- Material to process:
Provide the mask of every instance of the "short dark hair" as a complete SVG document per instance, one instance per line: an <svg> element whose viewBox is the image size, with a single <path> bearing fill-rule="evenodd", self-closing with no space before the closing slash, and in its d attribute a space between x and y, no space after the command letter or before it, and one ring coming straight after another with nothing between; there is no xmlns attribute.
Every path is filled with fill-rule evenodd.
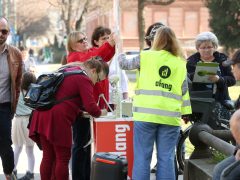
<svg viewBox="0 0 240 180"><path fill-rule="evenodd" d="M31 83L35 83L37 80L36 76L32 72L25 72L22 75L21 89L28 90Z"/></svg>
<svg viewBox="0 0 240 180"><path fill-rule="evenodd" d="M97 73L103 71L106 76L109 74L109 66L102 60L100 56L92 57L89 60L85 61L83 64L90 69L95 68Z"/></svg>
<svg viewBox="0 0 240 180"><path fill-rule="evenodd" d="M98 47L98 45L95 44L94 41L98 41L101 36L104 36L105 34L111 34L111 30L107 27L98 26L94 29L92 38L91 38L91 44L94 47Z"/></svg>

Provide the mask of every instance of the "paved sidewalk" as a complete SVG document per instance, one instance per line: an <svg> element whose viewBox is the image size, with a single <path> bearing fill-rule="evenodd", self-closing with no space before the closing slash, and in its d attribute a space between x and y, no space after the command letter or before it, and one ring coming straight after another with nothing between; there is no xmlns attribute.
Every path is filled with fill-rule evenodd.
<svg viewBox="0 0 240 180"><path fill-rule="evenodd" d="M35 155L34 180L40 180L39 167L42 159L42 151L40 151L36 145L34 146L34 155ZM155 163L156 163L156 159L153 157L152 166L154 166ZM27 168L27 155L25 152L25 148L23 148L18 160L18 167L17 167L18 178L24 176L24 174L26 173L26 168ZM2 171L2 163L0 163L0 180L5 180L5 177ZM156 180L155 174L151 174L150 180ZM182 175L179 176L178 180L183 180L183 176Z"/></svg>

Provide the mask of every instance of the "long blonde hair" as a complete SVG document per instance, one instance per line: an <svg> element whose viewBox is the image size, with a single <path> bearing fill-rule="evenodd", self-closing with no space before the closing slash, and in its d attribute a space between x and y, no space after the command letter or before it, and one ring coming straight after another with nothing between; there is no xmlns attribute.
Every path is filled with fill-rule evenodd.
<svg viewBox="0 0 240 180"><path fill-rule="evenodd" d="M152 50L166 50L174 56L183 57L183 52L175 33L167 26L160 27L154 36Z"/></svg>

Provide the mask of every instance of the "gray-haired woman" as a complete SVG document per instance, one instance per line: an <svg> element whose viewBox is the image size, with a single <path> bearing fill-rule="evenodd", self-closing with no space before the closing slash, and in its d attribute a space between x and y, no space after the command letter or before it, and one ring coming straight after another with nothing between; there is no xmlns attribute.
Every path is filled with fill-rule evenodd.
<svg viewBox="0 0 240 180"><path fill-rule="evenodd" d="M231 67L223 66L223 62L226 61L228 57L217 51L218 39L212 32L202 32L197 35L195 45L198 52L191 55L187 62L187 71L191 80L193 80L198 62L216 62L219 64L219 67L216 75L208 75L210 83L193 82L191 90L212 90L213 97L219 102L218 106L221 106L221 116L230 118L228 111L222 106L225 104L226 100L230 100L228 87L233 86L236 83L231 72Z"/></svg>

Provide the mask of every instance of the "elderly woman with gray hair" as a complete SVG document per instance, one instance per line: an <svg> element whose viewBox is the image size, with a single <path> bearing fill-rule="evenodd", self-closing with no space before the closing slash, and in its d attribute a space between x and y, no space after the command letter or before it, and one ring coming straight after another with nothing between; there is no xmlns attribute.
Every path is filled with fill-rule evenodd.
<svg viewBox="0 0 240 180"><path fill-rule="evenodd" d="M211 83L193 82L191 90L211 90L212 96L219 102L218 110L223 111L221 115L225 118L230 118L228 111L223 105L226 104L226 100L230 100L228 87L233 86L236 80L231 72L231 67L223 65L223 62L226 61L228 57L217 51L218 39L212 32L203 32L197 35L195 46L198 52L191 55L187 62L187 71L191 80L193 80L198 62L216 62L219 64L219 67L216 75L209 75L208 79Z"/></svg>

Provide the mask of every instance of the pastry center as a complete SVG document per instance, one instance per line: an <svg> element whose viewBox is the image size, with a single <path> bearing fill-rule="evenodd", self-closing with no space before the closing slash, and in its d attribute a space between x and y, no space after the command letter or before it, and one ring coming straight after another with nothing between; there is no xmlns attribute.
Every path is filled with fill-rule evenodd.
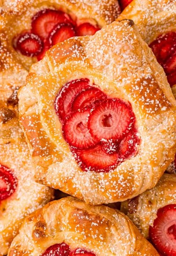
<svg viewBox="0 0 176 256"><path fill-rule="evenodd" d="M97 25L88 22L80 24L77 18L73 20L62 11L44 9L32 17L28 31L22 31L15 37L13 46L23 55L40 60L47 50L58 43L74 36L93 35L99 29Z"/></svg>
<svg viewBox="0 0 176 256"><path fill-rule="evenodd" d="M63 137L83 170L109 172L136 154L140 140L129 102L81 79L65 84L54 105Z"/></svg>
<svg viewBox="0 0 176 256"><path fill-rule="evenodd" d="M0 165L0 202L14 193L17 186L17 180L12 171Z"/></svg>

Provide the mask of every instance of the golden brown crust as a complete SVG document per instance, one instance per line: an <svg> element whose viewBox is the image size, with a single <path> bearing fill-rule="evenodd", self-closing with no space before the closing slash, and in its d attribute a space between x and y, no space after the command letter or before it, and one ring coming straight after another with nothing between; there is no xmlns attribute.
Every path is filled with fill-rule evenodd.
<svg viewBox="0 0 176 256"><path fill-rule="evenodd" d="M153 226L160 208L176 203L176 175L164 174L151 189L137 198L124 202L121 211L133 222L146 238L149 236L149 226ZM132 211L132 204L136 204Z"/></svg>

- What is required:
Recast all the records above as a Markdown table with two columns, Row and Line. Put one nonblank line in each row, numbered in order, and leave out blank lines and pictures.

- Output below:
| Row | Line |
|---|---|
| 1 | Provide the mask of every instance of the "short dark hair" as a complete SVG document per instance, one instance per line: an <svg> element whose viewBox is the image size, with a single <path> bearing fill-rule="evenodd", self-closing with no space before the closing slash, and in its d attribute a space between x and y, no space after the command letter or before it, and one ring coming straight after another with nothing between; there is no xmlns attribute. |
| 2 | Every path is filled with fill-rule evenodd. |
| 3 | <svg viewBox="0 0 240 180"><path fill-rule="evenodd" d="M31 83L35 83L37 80L36 76L32 72L25 72L22 75L21 89L28 90Z"/></svg> |
| 4 | <svg viewBox="0 0 240 180"><path fill-rule="evenodd" d="M97 73L103 71L106 76L109 74L109 66L102 60L100 56L92 57L89 60L85 61L83 64L90 69L95 68Z"/></svg> |
| 5 | <svg viewBox="0 0 240 180"><path fill-rule="evenodd" d="M98 47L98 45L95 44L94 41L98 41L101 36L104 36L105 34L111 34L111 30L107 27L98 26L94 29L92 38L91 38L91 44L94 47Z"/></svg> |
| 6 | Provide the mask of every instance of the "paved sidewalk" as a complete SVG document per instance, one instance per line: an <svg> element whose viewBox is the image size, with a single <path> bearing fill-rule="evenodd", self-closing with no space before the closing slash, and in its d attribute a space between x and y, no space after the command letter or before it, and one ring coming straight after another with nothing between; there is no xmlns attribute. |
| 7 | Every path is filled with fill-rule evenodd. |
| 8 | <svg viewBox="0 0 240 180"><path fill-rule="evenodd" d="M35 155L34 180L40 180L39 167L42 159L42 151L40 151L36 145L34 146L34 155ZM155 163L156 163L156 159L153 157L152 166L154 166ZM27 168L27 155L25 152L25 148L23 148L18 160L18 167L17 167L18 178L24 176L24 174L26 173L26 168ZM2 171L2 163L0 163L0 180L5 180L5 177ZM156 180L155 174L151 174L150 180ZM182 175L179 176L178 180L183 180L183 176Z"/></svg> |
| 9 | Provide the mask of every instance of the "long blonde hair" as a complete SVG document per instance, one instance per line: an <svg> element whose viewBox is the image size, with a single <path> bearing fill-rule="evenodd", self-closing with no space before the closing slash, and in its d attribute a space between x and y, no space after the command letter or before it, and one ring coming straight after another with nothing between; there is no xmlns attribute. |
| 10 | Every path is filled with fill-rule evenodd. |
| 11 | <svg viewBox="0 0 240 180"><path fill-rule="evenodd" d="M152 50L166 50L174 56L183 57L183 52L175 33L167 26L160 27L154 36Z"/></svg> |
| 12 | Provide the mask of every instance of the "gray-haired woman" as a complete SVG document per instance, one instance per line: an <svg> element whose viewBox is the image size, with a single <path> bearing fill-rule="evenodd", self-closing with no space before the closing slash, and in its d attribute a space between x and y, no space after the command letter or before it, and one ring coming straight after another with nothing between; there is no xmlns attribute. |
| 13 | Every path is filled with fill-rule evenodd. |
| 14 | <svg viewBox="0 0 240 180"><path fill-rule="evenodd" d="M231 67L223 66L223 62L226 61L228 57L217 51L218 39L212 32L202 32L197 35L195 45L198 52L191 55L187 62L187 71L191 80L193 80L198 62L216 62L219 64L219 67L216 75L208 75L210 83L193 82L191 90L212 90L213 97L219 102L218 106L221 106L221 116L230 118L228 111L222 106L225 104L226 100L230 100L228 87L233 86L236 83L231 72Z"/></svg> |
| 15 | Provide the mask of every instance of the "elderly woman with gray hair" as a complete SVG document per instance, one instance per line: an <svg> element whose viewBox is the image size, with a single <path> bearing fill-rule="evenodd", self-closing with no space before the closing slash, and in its d attribute a space between x and y, no space after the command letter or before it, and one ring coming straight after another with nothing between; there is no xmlns attribute. |
| 16 | Every path is filled with fill-rule evenodd. |
| 17 | <svg viewBox="0 0 240 180"><path fill-rule="evenodd" d="M211 83L193 82L191 90L211 90L212 96L219 102L218 110L223 111L221 115L225 118L230 118L228 111L223 105L226 104L226 100L230 100L228 87L233 86L236 80L231 72L231 67L223 65L223 62L226 61L228 57L217 51L218 39L212 32L203 32L197 35L195 46L198 52L191 55L187 62L187 71L191 80L193 80L198 62L216 62L219 64L219 67L216 75L209 75L208 79Z"/></svg> |
| 18 | Provide the mask of every instance of the pastry center as a complete SVG document per instance, one instance per line: an <svg> element whose viewBox is the image size, with a single <path> bearing fill-rule="evenodd", self-closing with no space before the closing slash, and in its d attribute a space between x and y, no space after the command letter or before it, and one ring coming straight after another with nothing between; there is no xmlns attribute. |
| 19 | Every path is filled with fill-rule evenodd. |
| 20 | <svg viewBox="0 0 176 256"><path fill-rule="evenodd" d="M97 25L88 22L80 24L77 18L73 20L62 11L44 9L32 17L28 31L22 31L15 37L13 46L23 55L40 60L47 50L58 43L74 36L93 35L99 29Z"/></svg> |
| 21 | <svg viewBox="0 0 176 256"><path fill-rule="evenodd" d="M63 137L83 170L109 172L136 154L140 140L129 102L81 79L65 84L54 105Z"/></svg> |
| 22 | <svg viewBox="0 0 176 256"><path fill-rule="evenodd" d="M0 165L0 202L14 193L17 186L17 180L12 171Z"/></svg> |
| 23 | Provide the mask of every instance of the golden brown crust as a complete SVG document per instance, one instance per line: an <svg> element whose viewBox is the image size, with a single <path> bearing fill-rule="evenodd", self-closing with no space before the closing slash, and in its d attribute a space between x and y, no space after the command letter or before it, and one ring coming straight after another with nothing between; there is no xmlns attribute. |
| 24 | Every path is filled with fill-rule evenodd. |
| 25 | <svg viewBox="0 0 176 256"><path fill-rule="evenodd" d="M153 226L160 208L176 203L176 175L164 174L151 189L137 198L124 202L121 211L133 222L146 238L149 236L149 226ZM132 211L132 204L136 204Z"/></svg> |